-- Start of EXCERPTED RECORDS --

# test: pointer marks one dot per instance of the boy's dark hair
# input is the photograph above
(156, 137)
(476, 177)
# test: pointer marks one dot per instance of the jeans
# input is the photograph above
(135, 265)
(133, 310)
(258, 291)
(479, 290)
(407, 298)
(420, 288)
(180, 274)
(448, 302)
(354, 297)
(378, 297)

-- End of EXCERPTED RECORDS --

Could you rewrite every line of the records, comment lines included, with 73 added to each x and y coordinate in the bracketed pairs?

▶ _REPLY TO THE EXERCISE_:
# test: pointer marks one dot per instance of the boy's dark hair
# input is the photograph above
(229, 210)
(549, 250)
# test: pointer marks one dot per instance of the jeans
# input is the photograph above
(208, 338)
(206, 383)
(331, 364)
(552, 363)
(480, 371)
(493, 361)
(253, 347)
(521, 375)
(427, 370)
(451, 370)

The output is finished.